Requisitos del ejercicio: Reescribe las entradas desde la línea que contiene "Target: gravel ground" hasta la última línea de las entradas, ambas incluidas, con las solicitudes, y desplaza en 132 cada coordenada de las cajas delimitadoras de las respuestas. Las solicitudes y sus ejemplos de formato quedan intactos.

Entradas de datos extraídas
--------------------------------------------------

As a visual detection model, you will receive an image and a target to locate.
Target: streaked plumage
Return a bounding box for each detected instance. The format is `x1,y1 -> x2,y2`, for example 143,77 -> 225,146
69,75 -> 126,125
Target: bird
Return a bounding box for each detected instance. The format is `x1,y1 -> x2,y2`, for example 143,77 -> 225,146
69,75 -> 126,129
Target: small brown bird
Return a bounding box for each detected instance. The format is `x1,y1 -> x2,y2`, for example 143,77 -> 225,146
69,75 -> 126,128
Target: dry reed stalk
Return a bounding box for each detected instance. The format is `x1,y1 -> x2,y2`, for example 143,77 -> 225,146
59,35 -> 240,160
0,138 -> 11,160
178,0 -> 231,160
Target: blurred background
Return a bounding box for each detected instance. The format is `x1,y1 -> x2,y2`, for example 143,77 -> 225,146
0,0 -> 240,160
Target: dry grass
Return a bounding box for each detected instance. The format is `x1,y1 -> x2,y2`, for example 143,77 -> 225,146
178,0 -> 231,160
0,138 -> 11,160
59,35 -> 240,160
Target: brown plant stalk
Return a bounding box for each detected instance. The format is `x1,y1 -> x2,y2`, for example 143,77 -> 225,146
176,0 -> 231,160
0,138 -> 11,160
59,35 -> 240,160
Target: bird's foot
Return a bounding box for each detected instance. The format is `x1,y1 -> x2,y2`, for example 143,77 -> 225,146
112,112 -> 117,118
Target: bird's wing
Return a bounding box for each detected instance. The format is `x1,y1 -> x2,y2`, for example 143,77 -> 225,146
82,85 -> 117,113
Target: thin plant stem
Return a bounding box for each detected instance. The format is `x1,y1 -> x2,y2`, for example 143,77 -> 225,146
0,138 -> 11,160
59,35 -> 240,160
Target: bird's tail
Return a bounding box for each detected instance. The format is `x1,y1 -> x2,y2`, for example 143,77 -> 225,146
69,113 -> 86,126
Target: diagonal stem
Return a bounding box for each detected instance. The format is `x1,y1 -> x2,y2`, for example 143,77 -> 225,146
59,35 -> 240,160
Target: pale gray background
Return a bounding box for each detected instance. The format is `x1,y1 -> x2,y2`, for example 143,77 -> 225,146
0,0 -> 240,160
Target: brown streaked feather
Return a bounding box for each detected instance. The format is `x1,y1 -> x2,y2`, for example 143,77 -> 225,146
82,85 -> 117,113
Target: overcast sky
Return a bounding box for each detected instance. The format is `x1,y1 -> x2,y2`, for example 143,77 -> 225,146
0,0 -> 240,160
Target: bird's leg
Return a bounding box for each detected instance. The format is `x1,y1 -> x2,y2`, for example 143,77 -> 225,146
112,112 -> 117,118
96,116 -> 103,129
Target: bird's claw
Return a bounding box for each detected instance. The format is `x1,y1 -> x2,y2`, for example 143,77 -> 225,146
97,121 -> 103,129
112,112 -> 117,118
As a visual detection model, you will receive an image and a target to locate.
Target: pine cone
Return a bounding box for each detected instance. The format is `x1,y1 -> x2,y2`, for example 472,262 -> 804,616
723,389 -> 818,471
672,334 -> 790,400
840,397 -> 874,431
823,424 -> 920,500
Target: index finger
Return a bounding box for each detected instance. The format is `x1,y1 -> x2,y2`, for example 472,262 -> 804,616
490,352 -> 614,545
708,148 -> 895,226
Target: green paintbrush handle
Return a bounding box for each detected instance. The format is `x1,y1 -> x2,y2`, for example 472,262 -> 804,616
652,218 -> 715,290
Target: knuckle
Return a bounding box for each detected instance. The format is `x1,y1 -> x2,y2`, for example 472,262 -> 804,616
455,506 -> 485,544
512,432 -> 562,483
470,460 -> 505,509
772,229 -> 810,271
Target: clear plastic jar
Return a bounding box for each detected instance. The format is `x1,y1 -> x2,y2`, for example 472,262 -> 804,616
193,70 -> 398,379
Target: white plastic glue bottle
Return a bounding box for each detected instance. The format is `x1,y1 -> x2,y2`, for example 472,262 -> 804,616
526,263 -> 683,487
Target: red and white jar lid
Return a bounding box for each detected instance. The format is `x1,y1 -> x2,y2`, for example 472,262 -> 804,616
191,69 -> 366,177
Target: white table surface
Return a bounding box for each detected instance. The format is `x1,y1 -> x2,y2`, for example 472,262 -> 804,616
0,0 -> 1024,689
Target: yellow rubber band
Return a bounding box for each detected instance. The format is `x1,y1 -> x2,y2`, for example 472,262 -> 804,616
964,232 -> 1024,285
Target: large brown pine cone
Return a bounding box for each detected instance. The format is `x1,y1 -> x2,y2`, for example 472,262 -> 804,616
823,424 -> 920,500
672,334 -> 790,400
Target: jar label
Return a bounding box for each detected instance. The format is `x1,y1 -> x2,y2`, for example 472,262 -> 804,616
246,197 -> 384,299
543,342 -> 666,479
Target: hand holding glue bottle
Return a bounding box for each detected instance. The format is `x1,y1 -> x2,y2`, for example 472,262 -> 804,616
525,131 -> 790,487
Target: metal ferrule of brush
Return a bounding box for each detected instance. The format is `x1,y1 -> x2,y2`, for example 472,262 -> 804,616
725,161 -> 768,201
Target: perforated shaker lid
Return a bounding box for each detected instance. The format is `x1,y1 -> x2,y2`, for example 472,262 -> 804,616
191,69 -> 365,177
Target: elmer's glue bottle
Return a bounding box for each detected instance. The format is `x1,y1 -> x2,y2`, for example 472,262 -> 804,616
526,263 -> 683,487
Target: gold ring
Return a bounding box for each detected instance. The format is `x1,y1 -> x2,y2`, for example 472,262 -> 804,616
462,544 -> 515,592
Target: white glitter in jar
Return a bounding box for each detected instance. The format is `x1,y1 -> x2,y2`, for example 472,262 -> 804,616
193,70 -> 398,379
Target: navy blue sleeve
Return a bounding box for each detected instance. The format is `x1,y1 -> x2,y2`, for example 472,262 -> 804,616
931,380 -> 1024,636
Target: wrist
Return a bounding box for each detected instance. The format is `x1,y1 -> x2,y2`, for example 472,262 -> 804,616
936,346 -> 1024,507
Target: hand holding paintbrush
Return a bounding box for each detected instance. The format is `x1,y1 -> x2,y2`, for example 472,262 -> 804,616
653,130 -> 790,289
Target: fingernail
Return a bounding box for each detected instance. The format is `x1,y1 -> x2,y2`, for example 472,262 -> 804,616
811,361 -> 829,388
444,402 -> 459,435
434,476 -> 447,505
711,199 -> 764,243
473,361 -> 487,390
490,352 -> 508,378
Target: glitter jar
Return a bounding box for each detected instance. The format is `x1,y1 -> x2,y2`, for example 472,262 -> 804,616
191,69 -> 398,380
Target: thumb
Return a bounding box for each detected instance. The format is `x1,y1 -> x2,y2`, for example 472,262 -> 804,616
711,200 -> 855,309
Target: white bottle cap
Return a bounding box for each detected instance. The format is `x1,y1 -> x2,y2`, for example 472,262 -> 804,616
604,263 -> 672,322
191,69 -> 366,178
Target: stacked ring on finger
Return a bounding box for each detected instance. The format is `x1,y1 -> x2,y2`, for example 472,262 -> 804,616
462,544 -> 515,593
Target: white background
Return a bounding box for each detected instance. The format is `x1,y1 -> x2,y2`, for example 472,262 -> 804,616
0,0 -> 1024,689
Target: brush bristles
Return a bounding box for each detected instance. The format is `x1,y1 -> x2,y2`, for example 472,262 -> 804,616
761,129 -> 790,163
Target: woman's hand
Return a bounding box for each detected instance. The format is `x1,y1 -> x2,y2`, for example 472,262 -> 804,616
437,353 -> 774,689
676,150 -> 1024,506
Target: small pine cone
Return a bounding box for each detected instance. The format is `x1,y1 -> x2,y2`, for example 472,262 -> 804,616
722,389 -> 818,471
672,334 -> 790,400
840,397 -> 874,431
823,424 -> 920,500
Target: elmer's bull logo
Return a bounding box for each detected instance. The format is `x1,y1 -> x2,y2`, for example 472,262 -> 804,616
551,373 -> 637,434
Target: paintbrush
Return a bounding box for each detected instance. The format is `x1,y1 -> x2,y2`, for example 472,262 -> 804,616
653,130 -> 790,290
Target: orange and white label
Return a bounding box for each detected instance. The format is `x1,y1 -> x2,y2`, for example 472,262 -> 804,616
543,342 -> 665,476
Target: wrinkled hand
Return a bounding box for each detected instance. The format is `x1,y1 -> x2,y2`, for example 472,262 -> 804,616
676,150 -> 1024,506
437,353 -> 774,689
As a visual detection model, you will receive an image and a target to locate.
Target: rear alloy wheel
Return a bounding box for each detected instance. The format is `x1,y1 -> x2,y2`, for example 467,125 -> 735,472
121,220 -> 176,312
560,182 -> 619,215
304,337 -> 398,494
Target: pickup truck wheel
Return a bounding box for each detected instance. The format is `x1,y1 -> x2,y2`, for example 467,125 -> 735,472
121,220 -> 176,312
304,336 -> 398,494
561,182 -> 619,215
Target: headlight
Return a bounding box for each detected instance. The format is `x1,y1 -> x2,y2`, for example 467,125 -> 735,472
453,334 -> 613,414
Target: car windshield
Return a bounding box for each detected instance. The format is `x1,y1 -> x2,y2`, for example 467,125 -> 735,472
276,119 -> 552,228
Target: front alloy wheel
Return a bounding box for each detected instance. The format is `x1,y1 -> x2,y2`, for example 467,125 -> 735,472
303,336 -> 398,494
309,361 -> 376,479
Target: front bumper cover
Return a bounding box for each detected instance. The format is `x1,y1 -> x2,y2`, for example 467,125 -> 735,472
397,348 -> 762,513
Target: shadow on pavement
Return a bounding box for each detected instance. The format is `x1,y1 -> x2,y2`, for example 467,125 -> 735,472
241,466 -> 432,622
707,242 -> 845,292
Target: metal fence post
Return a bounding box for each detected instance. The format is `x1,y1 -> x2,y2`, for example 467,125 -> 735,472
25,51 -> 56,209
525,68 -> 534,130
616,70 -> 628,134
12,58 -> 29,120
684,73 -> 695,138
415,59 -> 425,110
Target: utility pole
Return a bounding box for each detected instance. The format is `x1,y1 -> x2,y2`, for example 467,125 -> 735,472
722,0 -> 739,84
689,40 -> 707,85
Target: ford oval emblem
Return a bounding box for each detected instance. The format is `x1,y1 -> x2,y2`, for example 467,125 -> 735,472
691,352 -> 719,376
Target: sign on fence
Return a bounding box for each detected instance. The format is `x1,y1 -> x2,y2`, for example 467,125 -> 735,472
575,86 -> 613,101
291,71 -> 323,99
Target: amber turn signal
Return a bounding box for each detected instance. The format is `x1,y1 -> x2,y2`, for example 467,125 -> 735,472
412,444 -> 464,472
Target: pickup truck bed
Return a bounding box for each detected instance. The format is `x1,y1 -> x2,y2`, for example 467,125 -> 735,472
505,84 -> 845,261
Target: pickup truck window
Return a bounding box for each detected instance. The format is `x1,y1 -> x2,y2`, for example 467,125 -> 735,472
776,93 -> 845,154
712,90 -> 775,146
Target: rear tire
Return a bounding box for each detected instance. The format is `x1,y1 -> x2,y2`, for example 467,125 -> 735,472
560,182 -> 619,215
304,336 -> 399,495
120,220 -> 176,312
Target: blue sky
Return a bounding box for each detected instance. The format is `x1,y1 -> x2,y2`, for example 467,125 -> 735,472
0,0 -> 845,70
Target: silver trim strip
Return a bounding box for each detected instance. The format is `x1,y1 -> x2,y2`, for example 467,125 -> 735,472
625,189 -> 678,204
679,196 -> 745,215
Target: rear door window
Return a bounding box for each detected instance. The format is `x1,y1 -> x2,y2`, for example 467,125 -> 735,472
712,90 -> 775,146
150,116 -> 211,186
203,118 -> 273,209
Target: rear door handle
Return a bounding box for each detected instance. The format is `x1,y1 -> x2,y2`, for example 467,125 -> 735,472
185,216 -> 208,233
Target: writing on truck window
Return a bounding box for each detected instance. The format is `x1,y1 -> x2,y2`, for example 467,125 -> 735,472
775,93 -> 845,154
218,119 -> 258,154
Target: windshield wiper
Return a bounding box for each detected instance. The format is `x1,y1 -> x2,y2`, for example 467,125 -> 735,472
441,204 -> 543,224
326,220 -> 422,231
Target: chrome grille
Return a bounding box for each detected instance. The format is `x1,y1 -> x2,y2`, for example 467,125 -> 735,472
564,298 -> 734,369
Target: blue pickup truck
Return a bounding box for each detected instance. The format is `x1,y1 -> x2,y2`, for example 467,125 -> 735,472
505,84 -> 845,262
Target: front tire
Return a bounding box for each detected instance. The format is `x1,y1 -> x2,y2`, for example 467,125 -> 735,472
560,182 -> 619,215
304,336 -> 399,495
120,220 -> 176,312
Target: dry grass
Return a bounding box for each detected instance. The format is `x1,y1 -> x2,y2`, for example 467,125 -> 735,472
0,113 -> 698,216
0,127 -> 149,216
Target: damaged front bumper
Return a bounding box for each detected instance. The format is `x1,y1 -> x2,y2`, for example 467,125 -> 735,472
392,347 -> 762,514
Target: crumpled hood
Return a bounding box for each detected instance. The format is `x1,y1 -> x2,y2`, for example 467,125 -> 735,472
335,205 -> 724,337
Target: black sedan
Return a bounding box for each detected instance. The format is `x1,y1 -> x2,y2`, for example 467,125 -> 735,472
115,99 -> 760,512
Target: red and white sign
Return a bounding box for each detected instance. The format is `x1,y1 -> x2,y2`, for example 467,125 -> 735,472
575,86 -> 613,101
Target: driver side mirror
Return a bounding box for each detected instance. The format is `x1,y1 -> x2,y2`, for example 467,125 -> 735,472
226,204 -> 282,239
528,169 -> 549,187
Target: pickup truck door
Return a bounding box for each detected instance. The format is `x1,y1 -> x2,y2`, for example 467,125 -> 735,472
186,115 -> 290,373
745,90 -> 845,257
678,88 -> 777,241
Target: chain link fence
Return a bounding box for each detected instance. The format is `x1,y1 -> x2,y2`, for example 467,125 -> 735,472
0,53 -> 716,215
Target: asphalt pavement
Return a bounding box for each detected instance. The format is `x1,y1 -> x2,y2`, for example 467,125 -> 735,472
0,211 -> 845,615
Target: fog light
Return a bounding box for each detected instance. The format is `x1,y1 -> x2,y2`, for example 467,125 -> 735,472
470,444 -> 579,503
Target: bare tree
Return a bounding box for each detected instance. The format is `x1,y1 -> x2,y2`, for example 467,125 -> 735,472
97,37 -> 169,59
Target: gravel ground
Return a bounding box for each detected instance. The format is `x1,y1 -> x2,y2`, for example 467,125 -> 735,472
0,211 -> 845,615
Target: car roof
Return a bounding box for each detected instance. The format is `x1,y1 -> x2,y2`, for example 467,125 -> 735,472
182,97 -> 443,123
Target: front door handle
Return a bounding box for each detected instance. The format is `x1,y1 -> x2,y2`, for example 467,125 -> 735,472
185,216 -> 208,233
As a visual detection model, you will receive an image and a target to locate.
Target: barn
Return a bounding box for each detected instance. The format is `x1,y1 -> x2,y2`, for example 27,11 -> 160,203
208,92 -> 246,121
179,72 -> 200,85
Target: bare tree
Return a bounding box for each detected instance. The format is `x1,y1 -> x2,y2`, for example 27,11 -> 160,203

--------------------------------------------------

Resultado de la tarea:
Target: gravel ground
Return a bounding box for each detected instance. The format is `x1,y1 -> x2,y2`, for example 467,125 -> 735,472
132,343 -> 977,747
Target: car roof
Return a bounding box for each detected instance. The format is `x1,y1 -> x2,y2`, for example 467,125 -> 735,472
314,229 -> 575,255
Target: front door handle
Return a bounding box for each detected instance. The format is `x1,y1 -> x2,y2`, for example 467,125 -> 735,472
317,348 -> 340,365
As a visual detection model, you will receive an image and a target to locate.
Target: barn
Return a bounding box for each detected instance. The format is `x1,y1 -> x2,y2`, for example 27,11 -> 160,203
340,224 -> 378,253
311,204 -> 332,217
Target: bare tree
Return a bounding box for each detected instance. The format is `x1,y1 -> x2,y2`, for example 27,11 -> 160,203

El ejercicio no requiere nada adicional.